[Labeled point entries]
━━━━━━━━━━━━━━━━━━━━

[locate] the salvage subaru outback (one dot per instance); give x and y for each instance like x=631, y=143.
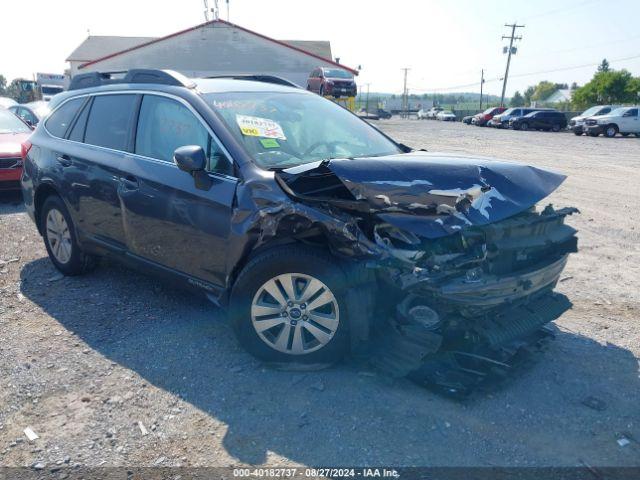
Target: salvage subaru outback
x=319, y=233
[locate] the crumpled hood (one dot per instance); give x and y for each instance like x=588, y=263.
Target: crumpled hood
x=431, y=194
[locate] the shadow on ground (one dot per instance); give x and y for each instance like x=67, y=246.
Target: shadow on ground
x=180, y=343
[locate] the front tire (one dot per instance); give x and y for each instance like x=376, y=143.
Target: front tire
x=60, y=239
x=288, y=306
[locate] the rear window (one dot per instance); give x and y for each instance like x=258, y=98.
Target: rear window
x=59, y=121
x=110, y=121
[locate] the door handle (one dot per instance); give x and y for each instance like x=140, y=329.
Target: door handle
x=63, y=160
x=129, y=182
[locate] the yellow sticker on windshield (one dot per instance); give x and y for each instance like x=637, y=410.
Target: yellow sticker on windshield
x=259, y=127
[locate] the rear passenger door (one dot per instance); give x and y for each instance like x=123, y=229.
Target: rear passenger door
x=96, y=162
x=168, y=221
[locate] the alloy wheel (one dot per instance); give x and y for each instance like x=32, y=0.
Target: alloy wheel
x=58, y=236
x=295, y=313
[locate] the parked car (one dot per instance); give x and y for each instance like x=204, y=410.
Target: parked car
x=382, y=113
x=239, y=190
x=13, y=132
x=541, y=120
x=31, y=113
x=6, y=102
x=502, y=120
x=333, y=82
x=576, y=124
x=432, y=113
x=446, y=116
x=482, y=118
x=623, y=120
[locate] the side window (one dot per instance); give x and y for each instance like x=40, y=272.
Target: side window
x=110, y=121
x=77, y=131
x=165, y=124
x=28, y=116
x=59, y=121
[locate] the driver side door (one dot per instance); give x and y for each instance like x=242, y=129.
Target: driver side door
x=168, y=221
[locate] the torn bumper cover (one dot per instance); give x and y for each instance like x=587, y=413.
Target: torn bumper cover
x=471, y=262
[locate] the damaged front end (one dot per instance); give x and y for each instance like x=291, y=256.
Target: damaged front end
x=467, y=264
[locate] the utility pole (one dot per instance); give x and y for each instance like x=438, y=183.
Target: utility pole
x=368, y=97
x=481, y=85
x=511, y=38
x=405, y=95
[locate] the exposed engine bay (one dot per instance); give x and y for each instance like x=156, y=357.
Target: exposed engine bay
x=466, y=262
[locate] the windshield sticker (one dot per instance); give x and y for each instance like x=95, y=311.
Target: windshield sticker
x=259, y=127
x=269, y=143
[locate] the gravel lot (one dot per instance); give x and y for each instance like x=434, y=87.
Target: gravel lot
x=114, y=368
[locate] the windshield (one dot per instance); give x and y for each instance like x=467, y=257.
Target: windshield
x=618, y=112
x=51, y=90
x=336, y=73
x=9, y=123
x=591, y=111
x=281, y=130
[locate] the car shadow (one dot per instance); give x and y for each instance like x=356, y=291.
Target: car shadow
x=345, y=415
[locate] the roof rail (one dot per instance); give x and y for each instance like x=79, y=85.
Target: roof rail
x=138, y=75
x=260, y=78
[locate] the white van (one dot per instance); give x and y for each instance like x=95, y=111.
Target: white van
x=623, y=120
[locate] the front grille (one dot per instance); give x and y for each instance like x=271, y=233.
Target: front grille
x=13, y=162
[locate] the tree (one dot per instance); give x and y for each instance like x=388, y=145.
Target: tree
x=604, y=66
x=608, y=86
x=517, y=100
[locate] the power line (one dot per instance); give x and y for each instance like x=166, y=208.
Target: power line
x=520, y=75
x=559, y=10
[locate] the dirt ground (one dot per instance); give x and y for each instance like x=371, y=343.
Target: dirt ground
x=115, y=368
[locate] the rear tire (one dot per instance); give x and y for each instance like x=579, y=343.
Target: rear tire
x=611, y=131
x=305, y=320
x=60, y=239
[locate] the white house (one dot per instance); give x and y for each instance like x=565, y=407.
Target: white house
x=212, y=48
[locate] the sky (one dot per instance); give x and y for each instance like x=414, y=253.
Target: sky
x=444, y=43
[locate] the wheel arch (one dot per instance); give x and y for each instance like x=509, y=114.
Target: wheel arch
x=41, y=194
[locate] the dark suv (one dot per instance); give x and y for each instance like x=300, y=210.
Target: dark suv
x=333, y=82
x=294, y=213
x=540, y=120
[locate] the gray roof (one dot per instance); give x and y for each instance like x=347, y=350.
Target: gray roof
x=322, y=48
x=98, y=46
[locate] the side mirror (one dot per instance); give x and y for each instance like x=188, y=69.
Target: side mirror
x=190, y=158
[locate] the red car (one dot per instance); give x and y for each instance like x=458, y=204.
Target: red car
x=481, y=119
x=13, y=133
x=332, y=81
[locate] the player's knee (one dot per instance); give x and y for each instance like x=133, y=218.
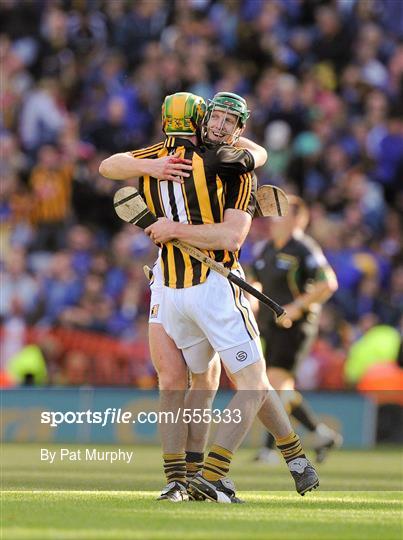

━━━━━━━━━━━━━━━━━━━━

== What this task involves ==
Begin at the line that contains "[locate] the damaged" and stop after the line that contains "x=114, y=368". Rewrite these entries, requests included, and rescale every answer coordinate by 0.35, rounding to whole numbers with halves going up, while leaving the requests and their sample coordinates unchanged.

== Written response ==
[locate] the damaged front end (one dot per instance); give x and y for each instance like x=291, y=256.
Target: damaged front end
x=163, y=92
[locate] the utility pole (one dot per instance); give x and y for each instance like x=438, y=183.
Target: utility pole
x=129, y=34
x=168, y=30
x=179, y=13
x=142, y=33
[locate] the exposed engine bay (one dot per instance); give x and y for each instance like x=156, y=357.
Target: exposed engine bay
x=163, y=92
[locate] the windshield sticker (one dot per instance); give x and y for each instance like x=95, y=311.
Target: windshield sticker
x=91, y=44
x=94, y=50
[locate] the gravel lot (one dot per instance); give x and y for each instance like x=434, y=87.
Target: gravel lot
x=40, y=129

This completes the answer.